EXTRACTED TEXT:
========================
I have selected some keyword intent. say fixed deposit and recurring deposit.
I have downloaded 2 hour video of each intent. thus i have total 4 hr voice. then i did pitch, speed and noise augmentation and thus voice data converted to 16 hours.
is it not good or sufficient for deepspeech training. i am not not building ASR on general domain. I am not not building finance in general. I am going by intent wise. is it not the right approach.
Or if you mean 20 hr is not sufficient, does that mean i need to go for more generic indian english data rather than be specific intent wise( like fixed deposit or recurring deposit).
If these 2 intents works out, i will keep on adding more financial intent voice.
is it good viable approach.
lissyx
((slow to reply) [NOT PROVIDING SUPPORT])
#17
You should just do it and see. As repeated, this is highly dependant on your data and your goals. Right now, you have spent much more time asking and asking than it would have took you to run a few iterations and get actual, valuable feedback from your dataset and goals.
========================
Contour labeling items:
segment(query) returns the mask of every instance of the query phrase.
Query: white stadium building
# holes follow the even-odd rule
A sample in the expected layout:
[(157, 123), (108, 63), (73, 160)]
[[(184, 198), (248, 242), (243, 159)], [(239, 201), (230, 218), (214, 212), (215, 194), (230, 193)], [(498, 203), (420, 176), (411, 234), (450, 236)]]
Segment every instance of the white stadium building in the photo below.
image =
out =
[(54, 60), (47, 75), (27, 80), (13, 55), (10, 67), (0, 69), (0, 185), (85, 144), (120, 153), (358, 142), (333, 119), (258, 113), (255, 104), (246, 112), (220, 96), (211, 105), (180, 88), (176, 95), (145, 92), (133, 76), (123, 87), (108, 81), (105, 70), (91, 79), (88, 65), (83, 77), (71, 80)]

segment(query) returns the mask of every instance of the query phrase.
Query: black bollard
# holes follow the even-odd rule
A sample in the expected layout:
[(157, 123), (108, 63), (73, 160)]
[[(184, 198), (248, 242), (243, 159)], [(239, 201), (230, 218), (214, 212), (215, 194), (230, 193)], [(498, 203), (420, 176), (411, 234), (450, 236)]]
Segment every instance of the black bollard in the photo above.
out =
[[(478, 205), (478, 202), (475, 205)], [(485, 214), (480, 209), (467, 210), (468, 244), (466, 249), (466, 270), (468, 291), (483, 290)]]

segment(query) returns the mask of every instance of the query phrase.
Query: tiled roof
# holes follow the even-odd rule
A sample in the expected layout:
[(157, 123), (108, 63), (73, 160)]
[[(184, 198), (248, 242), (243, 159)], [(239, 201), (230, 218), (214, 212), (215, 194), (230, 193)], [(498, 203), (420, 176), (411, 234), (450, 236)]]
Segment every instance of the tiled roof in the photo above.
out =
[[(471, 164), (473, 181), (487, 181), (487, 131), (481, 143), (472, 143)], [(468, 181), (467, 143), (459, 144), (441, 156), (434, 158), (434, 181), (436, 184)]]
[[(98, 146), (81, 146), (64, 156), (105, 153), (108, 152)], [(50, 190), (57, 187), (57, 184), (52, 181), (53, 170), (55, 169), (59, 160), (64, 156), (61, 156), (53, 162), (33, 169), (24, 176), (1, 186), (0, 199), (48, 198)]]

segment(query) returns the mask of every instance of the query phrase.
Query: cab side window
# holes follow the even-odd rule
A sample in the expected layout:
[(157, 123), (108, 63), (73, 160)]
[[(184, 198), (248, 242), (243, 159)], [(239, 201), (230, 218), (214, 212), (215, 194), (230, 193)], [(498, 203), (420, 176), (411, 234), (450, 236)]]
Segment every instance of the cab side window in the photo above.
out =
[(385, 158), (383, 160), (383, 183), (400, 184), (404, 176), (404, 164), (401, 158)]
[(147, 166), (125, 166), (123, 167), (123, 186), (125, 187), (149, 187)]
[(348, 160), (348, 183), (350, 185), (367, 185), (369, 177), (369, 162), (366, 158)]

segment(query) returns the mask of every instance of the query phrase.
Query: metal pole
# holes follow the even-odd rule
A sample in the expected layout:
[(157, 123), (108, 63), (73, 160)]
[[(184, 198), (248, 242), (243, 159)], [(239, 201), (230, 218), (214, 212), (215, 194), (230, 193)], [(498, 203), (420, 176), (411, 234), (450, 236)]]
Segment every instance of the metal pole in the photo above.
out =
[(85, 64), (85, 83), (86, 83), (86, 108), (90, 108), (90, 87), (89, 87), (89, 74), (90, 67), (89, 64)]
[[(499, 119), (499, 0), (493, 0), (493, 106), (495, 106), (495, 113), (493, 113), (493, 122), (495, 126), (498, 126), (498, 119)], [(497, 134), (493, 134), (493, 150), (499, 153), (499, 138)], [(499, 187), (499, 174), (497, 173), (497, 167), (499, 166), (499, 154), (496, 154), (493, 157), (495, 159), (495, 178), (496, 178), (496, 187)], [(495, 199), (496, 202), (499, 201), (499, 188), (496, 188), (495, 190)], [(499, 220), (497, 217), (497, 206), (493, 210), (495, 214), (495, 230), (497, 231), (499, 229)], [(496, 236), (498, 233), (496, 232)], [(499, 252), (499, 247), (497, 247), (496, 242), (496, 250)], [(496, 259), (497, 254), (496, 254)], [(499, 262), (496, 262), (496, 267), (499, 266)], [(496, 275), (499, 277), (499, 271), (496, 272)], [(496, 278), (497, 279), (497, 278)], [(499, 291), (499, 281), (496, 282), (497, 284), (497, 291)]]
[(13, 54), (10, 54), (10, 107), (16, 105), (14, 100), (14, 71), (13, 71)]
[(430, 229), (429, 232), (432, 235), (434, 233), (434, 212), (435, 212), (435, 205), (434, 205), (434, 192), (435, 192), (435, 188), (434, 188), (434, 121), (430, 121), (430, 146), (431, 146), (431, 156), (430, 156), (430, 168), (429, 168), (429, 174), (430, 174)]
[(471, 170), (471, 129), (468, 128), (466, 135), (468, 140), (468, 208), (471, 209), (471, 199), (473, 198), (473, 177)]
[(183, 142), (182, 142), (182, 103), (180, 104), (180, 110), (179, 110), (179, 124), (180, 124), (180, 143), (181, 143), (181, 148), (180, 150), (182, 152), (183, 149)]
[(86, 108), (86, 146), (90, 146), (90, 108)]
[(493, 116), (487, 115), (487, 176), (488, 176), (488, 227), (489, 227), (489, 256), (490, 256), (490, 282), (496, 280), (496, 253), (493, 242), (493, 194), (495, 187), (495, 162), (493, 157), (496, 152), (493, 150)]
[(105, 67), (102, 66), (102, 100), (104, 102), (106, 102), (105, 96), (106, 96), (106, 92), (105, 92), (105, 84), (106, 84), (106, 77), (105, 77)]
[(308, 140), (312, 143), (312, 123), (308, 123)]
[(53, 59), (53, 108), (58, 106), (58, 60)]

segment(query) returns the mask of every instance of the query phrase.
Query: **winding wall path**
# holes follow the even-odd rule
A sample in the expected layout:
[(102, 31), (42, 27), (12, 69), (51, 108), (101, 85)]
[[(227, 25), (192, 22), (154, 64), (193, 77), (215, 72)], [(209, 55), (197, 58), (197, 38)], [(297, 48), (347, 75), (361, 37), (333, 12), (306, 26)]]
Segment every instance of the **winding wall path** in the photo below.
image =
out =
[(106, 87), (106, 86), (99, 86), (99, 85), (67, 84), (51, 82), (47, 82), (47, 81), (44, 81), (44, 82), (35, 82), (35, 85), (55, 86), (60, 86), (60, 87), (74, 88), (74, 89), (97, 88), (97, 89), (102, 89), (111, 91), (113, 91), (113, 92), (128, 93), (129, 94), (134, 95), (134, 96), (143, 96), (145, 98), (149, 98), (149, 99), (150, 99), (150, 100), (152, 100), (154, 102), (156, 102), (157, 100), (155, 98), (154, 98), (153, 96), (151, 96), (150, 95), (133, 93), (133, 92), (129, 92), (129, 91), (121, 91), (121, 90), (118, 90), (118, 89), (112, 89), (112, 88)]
========================
STATED EXERCISE 1:
Name each type of augmentation that the DeepSpeech thread says was applied to the voice data.
STATED EXERCISE 2:
Pick up the DeepSpeech thread after its final post and keep it going.
The entries are not needed here.

FINAL RESULT 1:
Pitch, speed, noise

FINAL RESULT 2:
And just 4 hours of truly genuine material is not much, get 10 and blow it up That might get you somewhere. And lissyx is of course right, that it depends greatly on the task. If we had exact numbers we would tell you, but this is not an exact science …
Hello @lissyx and @othiele,
I have downloaded all the dependencies and successfully fine-tuned with 34 hours of Indian accent audio extracted from Youtube. There is a total of 16500 audio files, I trained on 13k, 2k, 1.5k (train, dev, test). But I didn’t get good accuracy, my WER is 0.29.
The model is giving WER 0.29 on the test set, and even it predicts some of the words wrong as compared to the pre-trained model (w/o tuning).
Am I doing something wrong?
If you need any other info, plz let me know.
EDIT: I am using DeepSpeech 0.6.1
lissyx
((slow to reply) [NOT PROVIDING SUPPORT])
#20
Please use current master for transfer learning.
That’s too vague to be actionable. When doing transfer learning you expect your model to “un-learn” and then “learn”, but obviously this could be a side effect.
Before fine-tuning, the results were too bad as it was an Indian Accent. After fine-tuning, the result improved a little as compared to pre-trained.
But some sentences I tested previously and after fine-tuning (not on trained data, I am talking about some random data), they were good on pretrained but after fine-tuning results aren’t good.
For example:
Sentence 1: Any random sentence
Sentence 2: Test Data from Indian Accent Corpus
Using Pre-Trained Model:
Sentence 1 has good results but not Sentence 2.
After Fine-Tuning on the same corpus:
Sentence 2 has good results but not Sentence 1.
According to me, after fine-tuning Sentence 1 and Sentence 2, both must be good or at least same as previously.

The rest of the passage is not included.